ACTIVITY
Copy the data exactly, keeping every line intact.

[SUPPLIED DATA — start]

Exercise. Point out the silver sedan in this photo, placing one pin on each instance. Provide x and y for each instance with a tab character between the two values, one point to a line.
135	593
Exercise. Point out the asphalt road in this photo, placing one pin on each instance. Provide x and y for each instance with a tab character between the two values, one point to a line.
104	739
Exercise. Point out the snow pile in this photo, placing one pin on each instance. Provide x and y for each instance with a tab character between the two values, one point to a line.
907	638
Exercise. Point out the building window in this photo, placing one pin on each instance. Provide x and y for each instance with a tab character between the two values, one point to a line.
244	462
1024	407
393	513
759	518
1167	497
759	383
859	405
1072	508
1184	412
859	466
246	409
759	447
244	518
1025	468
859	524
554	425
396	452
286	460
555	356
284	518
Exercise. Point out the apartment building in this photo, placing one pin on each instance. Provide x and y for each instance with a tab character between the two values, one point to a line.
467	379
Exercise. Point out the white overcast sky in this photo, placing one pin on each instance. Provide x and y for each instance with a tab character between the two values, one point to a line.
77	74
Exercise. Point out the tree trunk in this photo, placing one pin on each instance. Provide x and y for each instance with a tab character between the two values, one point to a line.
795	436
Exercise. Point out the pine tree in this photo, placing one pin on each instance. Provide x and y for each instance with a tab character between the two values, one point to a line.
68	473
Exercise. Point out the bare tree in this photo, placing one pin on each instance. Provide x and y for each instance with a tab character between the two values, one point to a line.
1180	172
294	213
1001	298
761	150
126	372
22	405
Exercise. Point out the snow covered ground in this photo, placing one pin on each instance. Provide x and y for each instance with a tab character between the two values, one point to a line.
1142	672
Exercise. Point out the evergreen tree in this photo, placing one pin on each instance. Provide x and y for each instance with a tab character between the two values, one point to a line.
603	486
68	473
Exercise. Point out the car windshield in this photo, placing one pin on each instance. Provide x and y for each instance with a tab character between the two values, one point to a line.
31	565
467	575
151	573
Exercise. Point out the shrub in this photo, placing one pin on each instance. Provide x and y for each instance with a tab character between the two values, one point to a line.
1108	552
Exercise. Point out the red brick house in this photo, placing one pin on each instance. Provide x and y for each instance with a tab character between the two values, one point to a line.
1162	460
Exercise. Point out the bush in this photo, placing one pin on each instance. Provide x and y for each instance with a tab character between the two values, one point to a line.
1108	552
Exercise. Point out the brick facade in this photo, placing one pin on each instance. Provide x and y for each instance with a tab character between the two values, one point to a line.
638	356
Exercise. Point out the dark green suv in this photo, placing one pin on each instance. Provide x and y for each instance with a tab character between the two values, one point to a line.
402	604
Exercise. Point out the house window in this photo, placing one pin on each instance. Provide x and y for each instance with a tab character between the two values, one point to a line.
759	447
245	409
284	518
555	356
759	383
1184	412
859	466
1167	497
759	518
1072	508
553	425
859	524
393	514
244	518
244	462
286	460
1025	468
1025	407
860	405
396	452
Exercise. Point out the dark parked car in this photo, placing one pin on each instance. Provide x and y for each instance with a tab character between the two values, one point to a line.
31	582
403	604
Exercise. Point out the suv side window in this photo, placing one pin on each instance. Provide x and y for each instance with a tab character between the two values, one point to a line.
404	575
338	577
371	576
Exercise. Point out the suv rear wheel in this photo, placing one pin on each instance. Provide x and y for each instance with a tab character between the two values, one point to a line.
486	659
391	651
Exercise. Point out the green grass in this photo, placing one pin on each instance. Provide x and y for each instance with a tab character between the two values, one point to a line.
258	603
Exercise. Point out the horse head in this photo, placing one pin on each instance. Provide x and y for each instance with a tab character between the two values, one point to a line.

[SUPPLIED DATA — finish]

ANSWER TO THE PROBLEM
Exercise. Point out the silver sedan in this photo, placing one pin on each instance. Provide x and y for each instance with a tab character between the two values, one point to a line.
135	593
Exercise. Point out the asphalt road in this photo, placing one pin on each instance. Provide x and y for each instance with a tab character between the two values, one point to a line.
104	739
Exercise. Point out the snow pile in this photo, placing one pin on each instance. Provide x and y for each instance with a tab character between the two values, one point to a line.
907	638
Exercise. Point out the building window in this photo, placing one pin on each instance. Provide x and y for each instance with a tab character between the two values, one point to a line.
244	462
1024	407
393	513
759	518
1167	497
759	383
859	405
1072	508
1184	412
859	466
246	409
759	447
244	518
1025	468
859	524
554	425
396	452
286	460
555	356
284	518
Exercise. Point out the apartment building in this photo, placing one pin on each instance. Provide x and y for each instance with a tab character between the two values, one point to a line.
467	379
Exercise. Point out the white overcast sky in this photo, placing one pin on each instance. Provide x and y for each instance with a tab character between the two values, one point to a line.
77	74
Exercise. Point out the tree trunk in this photo, placing one pin on each instance. Provide x and y for each instance with a tab character between the two values, one point to a line.
795	436
Exercise. Point out the pine tree in this photo, placing one pin on each instance. Provide x and y for each instance with a tab character between the two values, one point to a line.
68	473
Exercise. Point out the bare tree in this photo, placing one pin on each instance. Provide x and y for each instance with a tab character between the two values, one point to a line.
1180	172
294	213
1001	298
761	150
126	372
22	405
Exercise. Point out the snow covered ground in this photo, placing one pin on each instance. Provide x and y for each instance with a tab character between the two values, one point to a line.
1142	672
Exercise. Point out the evergreen tree in this photo, placing one pin on each instance. Provide x and y for each instance with a tab character between the two values, one point to a line.
603	486
68	473
Exercise. Point out the car windshield in this photo, placing one pin on each instance. Provide x and y for each instance with a tab character between the two values, one point to a line.
31	565
467	575
151	573
Exercise. Point out the shrub in this photo, placing one pin on each instance. Provide x and y for each instance with a tab character between the two values, one point to a line.
1108	552
Exercise. Point out the red brick house in this photo, placing one pin on each instance. Provide x and y for each instance with a tab character between the two values, one point to a line.
1162	460
Exercise. Point out the bush in this photo, placing one pin on each instance. Provide x and y for each instance with a tab character between the two values, one point to a line.
1108	552
Exercise. Point out the brick facade in this photo, placing one pin on each instance. Provide x and y for each instance with a tab character between the two values, one point to a line.
638	356
Exercise. Point out the dark green suv in this photo, placing one pin on each instance. Provide x and y for each instance with a tab character between the two values, one point to a line.
402	604
Exercise. Point out the house window in this photo, placing one pin on each instance. Provide x and y for each instance with a tab character between the two values, one point to a line.
759	447
245	409
284	518
555	356
759	383
1184	412
859	466
1167	497
759	518
1072	508
553	425
859	524
393	514
244	518
244	462
286	460
1025	468
1025	407
860	405
396	452
Exercise. Point out the dark parked car in this photo, placing one pin on each instance. Provide x and y for each instance with a tab character between the two values, one point to a line.
31	582
403	604
Exercise. Point out the suv side window in this photo, placing one pin on each instance. Provide x and y for each instance with a tab character between the two values, one point to a line.
404	575
338	577
371	576
Exercise. Point out the suv rear wheel in this photo, placing one pin on each instance. Provide x and y for each instance with a tab character between the two values, one point to a line.
486	659
391	651
Exercise. Point out the green grass in this photo, placing one pin on each instance. Provide x and y for each instance with a tab character between the two values, one point to a line.
258	603
Exercise. Point out the horse head in this photo, placing one pin on each instance. Provide x and y for each instance with a tab character between the two values, one point to a line.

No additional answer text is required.